* Extrahierte Informationen
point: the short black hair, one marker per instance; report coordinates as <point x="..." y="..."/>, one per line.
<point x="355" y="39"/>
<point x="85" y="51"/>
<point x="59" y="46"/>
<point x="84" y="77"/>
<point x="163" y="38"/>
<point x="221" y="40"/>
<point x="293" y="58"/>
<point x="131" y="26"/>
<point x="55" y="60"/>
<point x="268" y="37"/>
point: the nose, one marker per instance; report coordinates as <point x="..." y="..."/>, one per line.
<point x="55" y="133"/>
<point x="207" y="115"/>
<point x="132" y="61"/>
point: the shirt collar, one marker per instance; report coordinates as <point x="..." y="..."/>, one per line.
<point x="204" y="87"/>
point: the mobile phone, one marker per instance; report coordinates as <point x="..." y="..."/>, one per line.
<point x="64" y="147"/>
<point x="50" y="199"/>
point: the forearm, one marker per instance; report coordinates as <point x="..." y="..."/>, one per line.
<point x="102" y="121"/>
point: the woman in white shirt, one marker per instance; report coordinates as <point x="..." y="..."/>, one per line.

* Kurze Übung
Schreibe die Daten oben neu und ersetze dabei jedes „one marker per instance“ durch „one marker for each instance“. Alles andere bleibt unverändert.

* Schriftliche Antwort
point: the short black hair, one marker for each instance; report coordinates as <point x="..." y="..."/>, one per line.
<point x="355" y="39"/>
<point x="85" y="51"/>
<point x="59" y="46"/>
<point x="84" y="77"/>
<point x="163" y="38"/>
<point x="221" y="40"/>
<point x="293" y="58"/>
<point x="131" y="26"/>
<point x="55" y="60"/>
<point x="268" y="37"/>
point: the nose, one marker for each instance; report coordinates as <point x="..." y="..."/>, one per line.
<point x="55" y="133"/>
<point x="207" y="115"/>
<point x="132" y="61"/>
point: the shirt collar, one marker for each instance; report coordinates as <point x="..." y="..."/>, one per line.
<point x="204" y="87"/>
point: the mobile phone, one marker for each instance; report coordinates as <point x="..." y="..."/>, one per line.
<point x="64" y="147"/>
<point x="50" y="199"/>
point: the forearm, one marker for each instance; report coordinates as <point x="..." y="..."/>, one per line.
<point x="102" y="121"/>
point: the woman in white shirt, one marker for each instance; report coordinates as <point x="..." y="..."/>, one per line.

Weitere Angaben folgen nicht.